I’m working on actively saying, ‘This isn’t serving me. I have to cut this off.’
I think that has been one of the greatest things I’ve learned this year.
I haven’t really looked into grief, and sometimes I wonder if I’m feeling how I’m supposed to be feeling. But I think you just do the best that you can and roll with it. I never know how much my dad’s passing is affecting me—I’m not always sure where my emotions are coming from. Is this my period? Is this my dad’s passing? Is this a client driving me crazy? It’s easy to shut down, but I choose to make the best of it. What you’re feeling is no one else’s fault, and you have a responsibility to continue to try and be the best version of yourself. Active choice is really hard. It means owning a ton of little moments in the day—every interaction, every conversation. If you don’t like how you spent the last hour, don’t repeat it. That takes a lot of energy and I’m trying to be courageous in those moments. I cringe a little when I hear people complaining about why they can’t do something or why they feel shitty. Some things are out of our control, but be accountable for the things you do have control over.
──────────────────────────────
WHAT TO DO
Copy the passage on grief and active choice word for word, from its first line to its last.
──────────────────────────────
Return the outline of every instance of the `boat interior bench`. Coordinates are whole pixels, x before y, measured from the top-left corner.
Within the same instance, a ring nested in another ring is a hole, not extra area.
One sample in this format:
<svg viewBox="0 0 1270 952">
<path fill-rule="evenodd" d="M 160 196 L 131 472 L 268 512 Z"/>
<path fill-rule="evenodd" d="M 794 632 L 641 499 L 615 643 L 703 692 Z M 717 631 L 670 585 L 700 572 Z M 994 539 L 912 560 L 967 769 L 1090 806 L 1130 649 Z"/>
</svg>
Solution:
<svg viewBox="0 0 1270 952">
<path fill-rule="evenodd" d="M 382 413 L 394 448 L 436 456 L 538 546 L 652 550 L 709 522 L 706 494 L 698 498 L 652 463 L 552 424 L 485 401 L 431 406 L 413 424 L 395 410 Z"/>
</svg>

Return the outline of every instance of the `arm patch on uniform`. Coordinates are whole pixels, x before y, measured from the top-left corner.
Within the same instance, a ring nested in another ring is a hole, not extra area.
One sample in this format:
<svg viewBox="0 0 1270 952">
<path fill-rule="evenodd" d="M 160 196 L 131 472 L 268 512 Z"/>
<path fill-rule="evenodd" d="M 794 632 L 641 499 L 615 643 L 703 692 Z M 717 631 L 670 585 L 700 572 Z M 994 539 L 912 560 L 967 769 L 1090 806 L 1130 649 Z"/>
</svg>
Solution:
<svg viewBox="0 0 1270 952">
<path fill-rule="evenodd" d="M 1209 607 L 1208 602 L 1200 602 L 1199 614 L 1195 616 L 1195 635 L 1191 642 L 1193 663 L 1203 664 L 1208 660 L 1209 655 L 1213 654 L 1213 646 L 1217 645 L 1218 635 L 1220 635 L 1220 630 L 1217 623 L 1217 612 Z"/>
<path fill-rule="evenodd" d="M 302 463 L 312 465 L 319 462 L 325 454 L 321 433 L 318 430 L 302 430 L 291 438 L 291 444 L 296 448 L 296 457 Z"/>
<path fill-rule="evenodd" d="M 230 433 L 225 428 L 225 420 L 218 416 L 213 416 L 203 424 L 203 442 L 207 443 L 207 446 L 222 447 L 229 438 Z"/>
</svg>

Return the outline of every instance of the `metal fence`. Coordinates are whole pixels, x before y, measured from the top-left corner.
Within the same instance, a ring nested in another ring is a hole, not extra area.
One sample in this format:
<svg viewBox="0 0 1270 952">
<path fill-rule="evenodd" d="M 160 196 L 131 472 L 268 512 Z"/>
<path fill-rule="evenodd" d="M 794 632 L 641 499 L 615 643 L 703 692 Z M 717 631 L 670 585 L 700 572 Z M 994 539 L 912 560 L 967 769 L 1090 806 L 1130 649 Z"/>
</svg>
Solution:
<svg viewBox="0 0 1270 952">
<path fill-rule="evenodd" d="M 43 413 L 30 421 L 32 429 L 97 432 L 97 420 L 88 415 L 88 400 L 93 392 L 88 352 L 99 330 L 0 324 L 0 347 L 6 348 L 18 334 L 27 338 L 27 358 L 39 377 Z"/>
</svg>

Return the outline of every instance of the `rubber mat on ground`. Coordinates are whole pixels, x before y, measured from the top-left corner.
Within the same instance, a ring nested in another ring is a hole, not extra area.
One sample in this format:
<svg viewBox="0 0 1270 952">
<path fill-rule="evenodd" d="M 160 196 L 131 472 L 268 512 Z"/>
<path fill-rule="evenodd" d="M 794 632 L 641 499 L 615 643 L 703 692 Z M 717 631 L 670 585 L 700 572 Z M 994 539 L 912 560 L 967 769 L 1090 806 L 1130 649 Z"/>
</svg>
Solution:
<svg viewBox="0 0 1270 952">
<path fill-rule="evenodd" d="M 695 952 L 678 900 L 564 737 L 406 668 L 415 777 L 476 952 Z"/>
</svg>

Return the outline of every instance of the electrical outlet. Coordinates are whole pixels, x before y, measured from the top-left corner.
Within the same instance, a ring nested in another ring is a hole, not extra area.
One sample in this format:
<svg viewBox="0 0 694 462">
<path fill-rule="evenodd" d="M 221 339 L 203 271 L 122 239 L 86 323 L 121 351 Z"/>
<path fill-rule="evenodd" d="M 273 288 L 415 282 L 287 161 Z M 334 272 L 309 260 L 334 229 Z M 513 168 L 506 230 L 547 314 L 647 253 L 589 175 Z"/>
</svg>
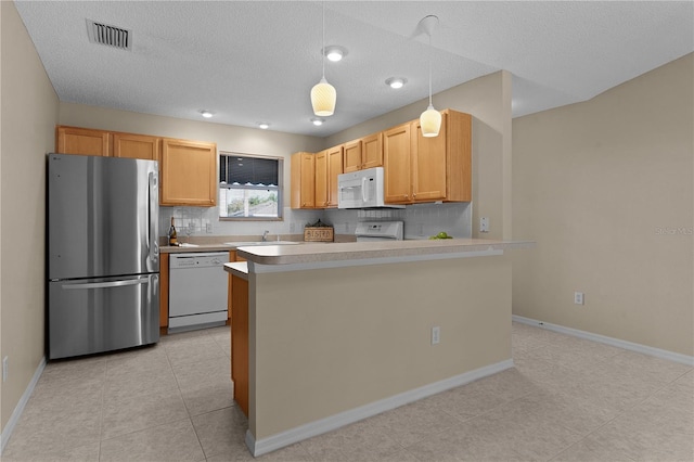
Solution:
<svg viewBox="0 0 694 462">
<path fill-rule="evenodd" d="M 479 232 L 489 232 L 489 217 L 479 219 Z"/>
<path fill-rule="evenodd" d="M 582 292 L 574 292 L 574 304 L 583 305 L 583 293 Z"/>
</svg>

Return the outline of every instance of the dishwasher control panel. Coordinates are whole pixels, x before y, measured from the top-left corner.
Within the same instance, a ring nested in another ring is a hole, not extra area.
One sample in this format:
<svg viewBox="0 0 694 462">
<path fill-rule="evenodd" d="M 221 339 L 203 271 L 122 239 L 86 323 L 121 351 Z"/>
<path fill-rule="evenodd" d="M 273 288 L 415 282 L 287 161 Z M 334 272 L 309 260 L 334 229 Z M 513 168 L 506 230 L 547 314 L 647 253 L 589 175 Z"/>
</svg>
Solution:
<svg viewBox="0 0 694 462">
<path fill-rule="evenodd" d="M 169 257 L 169 268 L 219 267 L 228 261 L 228 252 L 194 252 L 171 255 Z"/>
</svg>

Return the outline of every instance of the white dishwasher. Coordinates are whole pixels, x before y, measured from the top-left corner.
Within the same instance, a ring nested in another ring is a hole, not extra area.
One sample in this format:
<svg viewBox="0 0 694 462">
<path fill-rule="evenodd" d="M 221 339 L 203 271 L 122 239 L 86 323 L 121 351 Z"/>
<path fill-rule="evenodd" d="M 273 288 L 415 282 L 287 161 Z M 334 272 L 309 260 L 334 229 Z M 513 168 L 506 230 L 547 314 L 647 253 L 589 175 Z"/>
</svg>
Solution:
<svg viewBox="0 0 694 462">
<path fill-rule="evenodd" d="M 171 254 L 169 257 L 169 332 L 227 322 L 229 252 Z"/>
</svg>

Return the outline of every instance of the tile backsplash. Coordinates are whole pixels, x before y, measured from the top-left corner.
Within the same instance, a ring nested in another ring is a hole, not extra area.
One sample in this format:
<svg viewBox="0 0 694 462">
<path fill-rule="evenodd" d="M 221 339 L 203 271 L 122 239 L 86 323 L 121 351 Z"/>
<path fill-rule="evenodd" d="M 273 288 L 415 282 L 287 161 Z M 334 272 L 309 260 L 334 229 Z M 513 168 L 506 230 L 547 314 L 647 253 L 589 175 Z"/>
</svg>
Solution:
<svg viewBox="0 0 694 462">
<path fill-rule="evenodd" d="M 159 207 L 159 235 L 167 235 L 171 217 L 179 239 L 201 235 L 300 234 L 319 218 L 333 224 L 335 234 L 352 234 L 359 221 L 404 222 L 406 239 L 427 239 L 439 231 L 454 238 L 472 236 L 472 203 L 416 204 L 406 208 L 304 210 L 285 207 L 282 220 L 220 221 L 217 207 Z"/>
</svg>

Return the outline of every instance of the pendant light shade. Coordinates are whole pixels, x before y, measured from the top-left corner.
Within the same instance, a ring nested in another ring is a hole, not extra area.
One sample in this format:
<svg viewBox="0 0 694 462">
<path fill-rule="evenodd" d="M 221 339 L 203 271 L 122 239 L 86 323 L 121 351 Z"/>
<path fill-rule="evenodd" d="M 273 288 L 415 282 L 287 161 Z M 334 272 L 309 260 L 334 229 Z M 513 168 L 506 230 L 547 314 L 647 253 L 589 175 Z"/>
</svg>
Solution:
<svg viewBox="0 0 694 462">
<path fill-rule="evenodd" d="M 436 111 L 434 104 L 432 104 L 432 31 L 437 25 L 438 17 L 434 15 L 425 16 L 420 21 L 420 28 L 429 36 L 429 105 L 420 116 L 422 136 L 426 138 L 438 137 L 438 132 L 441 129 L 441 113 Z"/>
<path fill-rule="evenodd" d="M 420 126 L 422 127 L 422 137 L 438 137 L 438 131 L 441 129 L 441 113 L 429 104 L 420 116 Z"/>
<path fill-rule="evenodd" d="M 335 91 L 335 87 L 333 87 L 327 82 L 327 80 L 325 80 L 325 53 L 323 53 L 323 50 L 325 49 L 325 2 L 322 3 L 322 8 L 323 48 L 321 48 L 321 64 L 323 76 L 321 77 L 321 81 L 319 81 L 313 86 L 313 88 L 311 88 L 311 105 L 313 106 L 313 114 L 320 117 L 326 117 L 335 113 L 337 91 Z"/>
<path fill-rule="evenodd" d="M 313 106 L 313 114 L 321 117 L 333 115 L 333 113 L 335 113 L 336 101 L 337 92 L 335 91 L 335 87 L 330 85 L 327 80 L 325 80 L 325 76 L 323 76 L 321 81 L 311 88 L 311 105 Z"/>
</svg>

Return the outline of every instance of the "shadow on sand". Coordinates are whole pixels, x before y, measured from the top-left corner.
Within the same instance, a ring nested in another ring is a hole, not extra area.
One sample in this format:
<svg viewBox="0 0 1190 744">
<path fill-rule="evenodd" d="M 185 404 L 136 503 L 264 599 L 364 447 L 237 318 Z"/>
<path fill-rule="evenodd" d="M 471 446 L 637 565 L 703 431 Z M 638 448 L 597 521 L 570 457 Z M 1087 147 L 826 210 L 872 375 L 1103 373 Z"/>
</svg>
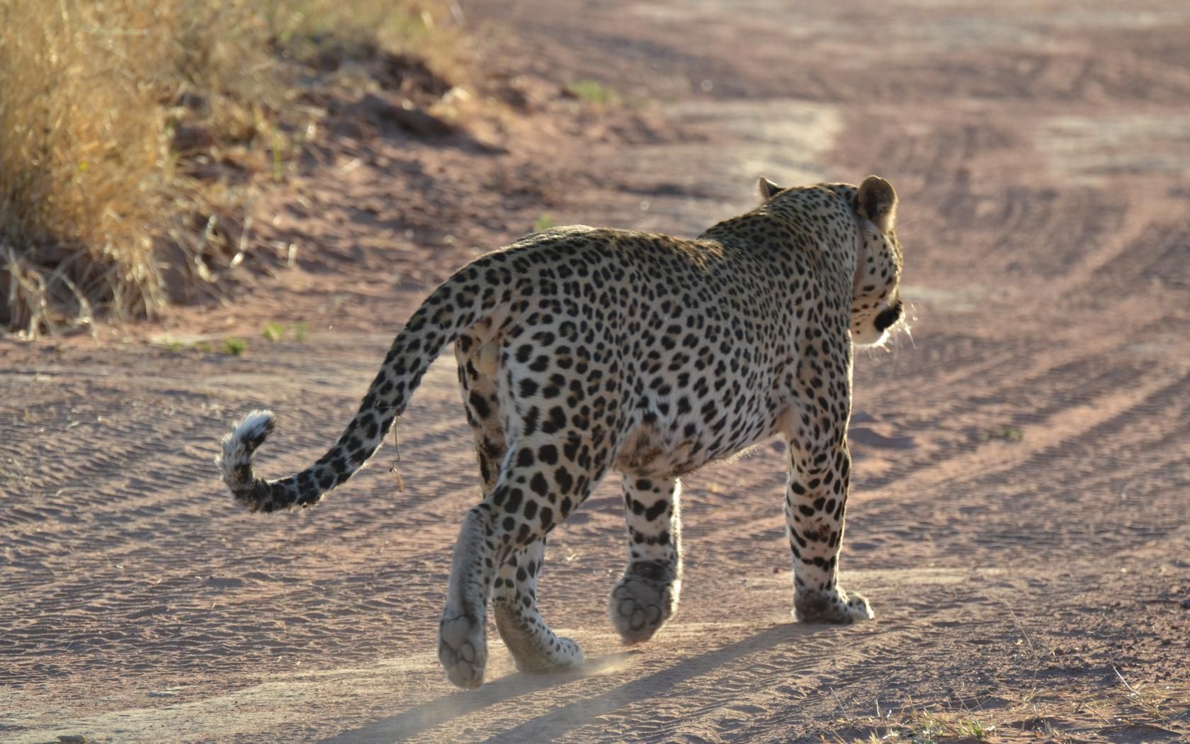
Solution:
<svg viewBox="0 0 1190 744">
<path fill-rule="evenodd" d="M 600 715 L 626 705 L 647 700 L 654 694 L 672 689 L 676 684 L 707 674 L 743 656 L 774 648 L 797 638 L 812 636 L 826 626 L 783 623 L 754 636 L 737 640 L 713 651 L 707 651 L 666 667 L 653 674 L 625 682 L 605 693 L 590 698 L 578 698 L 560 707 L 552 708 L 537 718 L 491 736 L 488 742 L 547 742 L 578 729 Z M 609 654 L 588 659 L 580 670 L 560 674 L 513 674 L 488 682 L 475 692 L 457 692 L 437 700 L 424 702 L 403 713 L 383 718 L 367 726 L 345 731 L 324 739 L 324 744 L 389 744 L 403 742 L 419 733 L 462 718 L 475 711 L 511 700 L 519 695 L 558 687 L 588 676 L 606 675 L 625 659 L 639 651 Z"/>
</svg>

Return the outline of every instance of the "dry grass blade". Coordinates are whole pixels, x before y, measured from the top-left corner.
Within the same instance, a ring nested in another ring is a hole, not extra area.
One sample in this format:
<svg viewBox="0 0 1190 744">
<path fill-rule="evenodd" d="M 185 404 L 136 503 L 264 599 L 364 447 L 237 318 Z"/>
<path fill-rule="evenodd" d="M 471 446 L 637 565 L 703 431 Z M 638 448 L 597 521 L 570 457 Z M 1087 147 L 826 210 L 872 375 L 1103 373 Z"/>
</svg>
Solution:
<svg viewBox="0 0 1190 744">
<path fill-rule="evenodd" d="M 0 327 L 221 295 L 252 248 L 253 190 L 283 180 L 317 115 L 294 50 L 375 52 L 433 18 L 378 0 L 0 4 Z M 212 217 L 224 230 L 196 239 Z"/>
</svg>

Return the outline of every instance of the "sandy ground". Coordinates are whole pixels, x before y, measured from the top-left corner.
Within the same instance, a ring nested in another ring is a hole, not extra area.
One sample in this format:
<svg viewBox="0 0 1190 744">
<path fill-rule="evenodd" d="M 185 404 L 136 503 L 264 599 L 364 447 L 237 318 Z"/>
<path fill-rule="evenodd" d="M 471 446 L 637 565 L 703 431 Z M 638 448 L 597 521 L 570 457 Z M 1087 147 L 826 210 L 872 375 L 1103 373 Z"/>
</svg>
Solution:
<svg viewBox="0 0 1190 744">
<path fill-rule="evenodd" d="M 0 338 L 0 739 L 1190 740 L 1190 5 L 810 5 L 466 6 L 536 92 L 502 149 L 369 130 L 262 206 L 298 267 L 242 300 Z M 582 79 L 624 104 L 549 93 Z M 320 455 L 432 283 L 539 214 L 694 235 L 758 175 L 868 173 L 902 199 L 914 318 L 856 370 L 841 565 L 873 623 L 790 623 L 764 446 L 685 479 L 657 638 L 605 617 L 613 477 L 541 582 L 587 667 L 520 675 L 496 642 L 452 689 L 434 638 L 477 475 L 447 358 L 401 420 L 403 492 L 390 446 L 300 514 L 215 477 L 252 407 L 280 417 L 262 473 Z"/>
</svg>

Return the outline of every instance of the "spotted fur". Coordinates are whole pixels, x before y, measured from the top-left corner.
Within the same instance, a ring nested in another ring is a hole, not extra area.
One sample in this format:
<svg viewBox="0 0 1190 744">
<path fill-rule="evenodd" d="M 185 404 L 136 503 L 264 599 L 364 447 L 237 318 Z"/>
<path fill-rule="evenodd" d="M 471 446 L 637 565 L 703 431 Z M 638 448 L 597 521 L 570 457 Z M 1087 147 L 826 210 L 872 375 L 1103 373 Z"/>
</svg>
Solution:
<svg viewBox="0 0 1190 744">
<path fill-rule="evenodd" d="M 453 343 L 483 484 L 440 624 L 453 683 L 483 680 L 489 600 L 519 668 L 582 663 L 538 613 L 536 579 L 546 534 L 608 470 L 622 474 L 630 537 L 612 620 L 625 643 L 652 637 L 678 604 L 679 477 L 774 436 L 788 444 L 794 614 L 871 618 L 837 569 L 852 344 L 881 343 L 902 314 L 896 194 L 869 176 L 858 188 L 762 180 L 760 196 L 693 240 L 559 227 L 475 260 L 413 313 L 326 455 L 257 477 L 252 454 L 274 417 L 256 411 L 223 440 L 224 482 L 251 511 L 317 504 L 372 456 Z"/>
</svg>

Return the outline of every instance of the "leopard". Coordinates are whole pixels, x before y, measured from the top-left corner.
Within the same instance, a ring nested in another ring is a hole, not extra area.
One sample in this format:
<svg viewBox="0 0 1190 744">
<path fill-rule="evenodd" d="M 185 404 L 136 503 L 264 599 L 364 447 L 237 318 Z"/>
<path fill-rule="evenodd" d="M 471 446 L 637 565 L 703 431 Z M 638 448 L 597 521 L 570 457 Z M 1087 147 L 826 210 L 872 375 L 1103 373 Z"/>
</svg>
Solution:
<svg viewBox="0 0 1190 744">
<path fill-rule="evenodd" d="M 627 563 L 608 599 L 625 644 L 674 618 L 682 588 L 682 476 L 784 440 L 793 619 L 873 617 L 838 581 L 851 454 L 853 346 L 902 324 L 897 195 L 859 186 L 758 183 L 753 210 L 696 238 L 553 227 L 471 261 L 396 335 L 336 444 L 278 480 L 253 473 L 276 427 L 252 411 L 217 456 L 251 512 L 318 504 L 376 452 L 430 363 L 453 344 L 478 459 L 480 501 L 453 546 L 438 659 L 482 684 L 487 619 L 519 670 L 582 667 L 537 606 L 546 537 L 612 470 Z"/>
</svg>

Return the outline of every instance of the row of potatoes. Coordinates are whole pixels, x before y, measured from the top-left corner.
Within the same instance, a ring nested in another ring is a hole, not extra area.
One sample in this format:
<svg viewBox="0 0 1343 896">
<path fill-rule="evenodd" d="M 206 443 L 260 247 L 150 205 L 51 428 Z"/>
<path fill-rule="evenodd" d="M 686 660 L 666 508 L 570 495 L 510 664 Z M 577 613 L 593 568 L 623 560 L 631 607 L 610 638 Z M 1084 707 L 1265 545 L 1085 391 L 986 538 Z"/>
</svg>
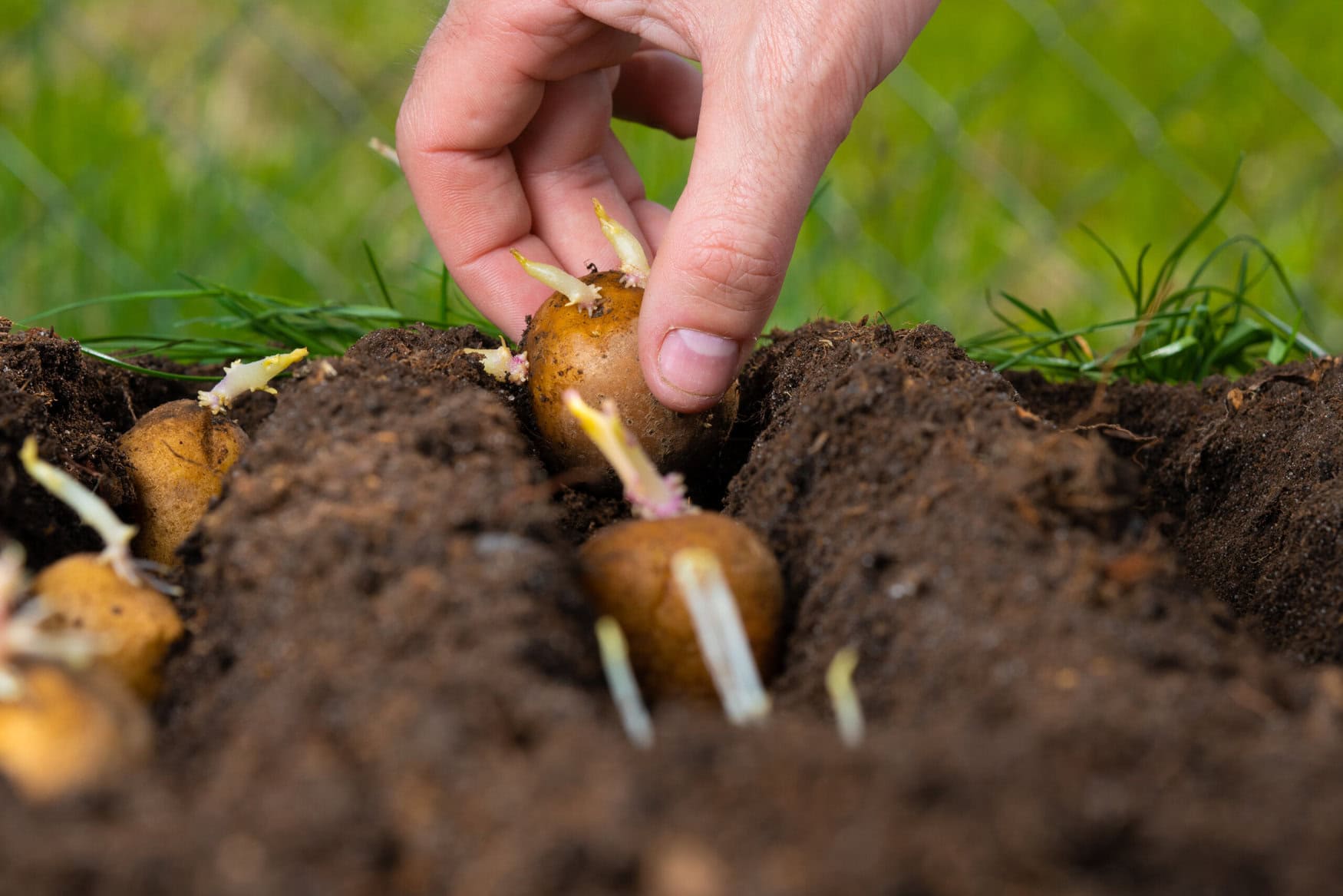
──────────────────────────────
SOLUTION FOR THIS PROBLEM
I’m working on actively saying, ‘This isn’t serving me. I have to cut this off.’
I think that has been one of the greatest things I’ve learned this year.
I haven’t really looked into grief, and sometimes I wonder if I’m feeling how I’m supposed to be feeling. But I think you just do the best that you can and roll with it. I never know how much my dad’s passing is affecting me—I’m not always sure where my emotions are coming from. Is this my period? Is this my dad’s passing? Is this a client driving me crazy? It’s easy to shut down, but I choose to make the best of it. What you’re feeling is no one else’s fault, and you have a responsibility to continue to try and be the best version of yourself. Active choice is really hard. It means owning a ton of little moments in the day—every interaction, every conversation. If you don’t like how you spent the last hour, don’t repeat it. That takes a lot of energy and I’m trying to be courageous in those moments. I cringe a little when I hear people complaining about why they can’t do something or why they feel shitty. Some things are out of our control, but be accountable for the things you do have control over.